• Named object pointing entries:
start
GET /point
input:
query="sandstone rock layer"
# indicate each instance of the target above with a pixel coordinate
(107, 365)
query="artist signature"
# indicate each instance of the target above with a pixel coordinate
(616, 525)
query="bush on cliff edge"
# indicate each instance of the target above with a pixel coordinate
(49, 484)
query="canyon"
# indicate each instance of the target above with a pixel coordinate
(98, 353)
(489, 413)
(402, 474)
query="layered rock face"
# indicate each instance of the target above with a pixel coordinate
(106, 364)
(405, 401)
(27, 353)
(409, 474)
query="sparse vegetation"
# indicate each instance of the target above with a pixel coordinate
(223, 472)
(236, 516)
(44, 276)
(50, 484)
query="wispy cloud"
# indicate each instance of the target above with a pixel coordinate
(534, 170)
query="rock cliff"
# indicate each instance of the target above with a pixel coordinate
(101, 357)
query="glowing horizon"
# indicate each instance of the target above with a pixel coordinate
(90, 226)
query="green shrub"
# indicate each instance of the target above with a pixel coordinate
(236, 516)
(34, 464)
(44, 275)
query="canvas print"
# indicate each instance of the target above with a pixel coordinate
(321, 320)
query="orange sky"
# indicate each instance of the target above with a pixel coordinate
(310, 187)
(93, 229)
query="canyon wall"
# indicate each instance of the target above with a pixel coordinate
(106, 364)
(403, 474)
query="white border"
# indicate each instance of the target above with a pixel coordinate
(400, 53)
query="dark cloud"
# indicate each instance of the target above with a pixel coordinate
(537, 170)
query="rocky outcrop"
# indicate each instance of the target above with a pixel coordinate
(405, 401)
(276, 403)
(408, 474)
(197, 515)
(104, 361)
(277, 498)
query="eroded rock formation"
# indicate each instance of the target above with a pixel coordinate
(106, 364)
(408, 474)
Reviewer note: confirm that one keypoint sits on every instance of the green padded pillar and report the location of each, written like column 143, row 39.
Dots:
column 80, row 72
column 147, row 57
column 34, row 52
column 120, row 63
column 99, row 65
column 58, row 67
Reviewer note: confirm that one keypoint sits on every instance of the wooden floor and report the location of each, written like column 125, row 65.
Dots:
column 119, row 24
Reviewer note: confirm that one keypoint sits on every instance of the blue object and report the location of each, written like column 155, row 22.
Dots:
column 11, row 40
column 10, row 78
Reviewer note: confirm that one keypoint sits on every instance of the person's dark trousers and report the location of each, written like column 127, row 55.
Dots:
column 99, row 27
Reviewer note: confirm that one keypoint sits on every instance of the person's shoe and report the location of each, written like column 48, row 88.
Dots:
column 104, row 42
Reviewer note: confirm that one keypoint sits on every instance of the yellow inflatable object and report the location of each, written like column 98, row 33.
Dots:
end
Rewrite all the records above with every "Reviewer note" changed to "Annotator note" and everything else left unchanged.

GET /point
input:
query="sandstone rock layer"
# indicate each instance of the target above with a pixel coordinate
(107, 365)
query="artist signature"
# indicate each instance of the target above with a pixel coordinate
(616, 525)
query="bush on cliff edge"
# indicate each instance of the target above with a pixel coordinate
(49, 484)
query="canyon"
# indicate each instance of the target above with a pixel coordinate
(98, 353)
(489, 413)
(402, 474)
query="layered rock face"
# indicate each instance of the target above with a pixel coordinate
(106, 364)
(405, 401)
(27, 353)
(409, 474)
query="sparse vegetation"
# indicate each instance of the target above with a pixel coordinate
(223, 472)
(236, 516)
(44, 276)
(50, 484)
query="wispy cloud"
# indicate each instance of the target above with a pixel coordinate
(534, 170)
query="rock cliff"
# indicate each instance of the target above with a pixel coordinate
(101, 357)
query="glowing horizon"
# indicate each instance of the target above with a pixel coordinate
(90, 226)
query="green shrub"
# indicate each instance of the target above with a pixel coordinate
(236, 516)
(34, 464)
(44, 275)
query="canvas print"
# indicate each instance of the target above with a pixel coordinate
(321, 320)
query="orange sky"
# indicate each instance of the target above with a pixel coordinate
(310, 187)
(93, 229)
query="canyon wall"
# indicate each instance of the target above with a pixel coordinate
(106, 364)
(403, 474)
query="white border"
# indicate each instance of the target above with a pixel coordinate
(400, 53)
query="dark cloud"
# indicate each instance of the target above with a pixel coordinate
(537, 170)
query="rocky outcrop"
# indicate each instance of the target above with a pixel coordinate
(405, 401)
(276, 403)
(408, 474)
(197, 515)
(104, 361)
(277, 498)
query="eroded rock formation"
# indicate each instance of the target above with a pixel coordinate
(106, 364)
(408, 474)
Annotator note: confirm that one keypoint sits on every instance of the green padded pillar and report the location of each, written like column 143, row 39.
Dots:
column 80, row 72
column 147, row 57
column 34, row 52
column 120, row 63
column 99, row 65
column 58, row 67
Annotator note: confirm that one keypoint sits on every instance of the wooden floor and report the location of each, written like column 125, row 65.
Dots:
column 119, row 24
Annotator note: confirm that one keypoint sits on every instance of the blue object and report the location of each, written like column 155, row 22.
Dots:
column 11, row 40
column 10, row 78
Annotator note: confirm that one keypoint sits on every instance of the person's dark trousers and report the location of each, written like column 127, row 55.
Dots:
column 99, row 27
Annotator note: confirm that one keypoint sits on every instance of the person's shoe and report the location of each, written like column 48, row 88.
Dots:
column 104, row 42
Annotator note: confirm that one keypoint sits on every instance of the yellow inflatable object and report the location of each, written like column 98, row 33.
Dots:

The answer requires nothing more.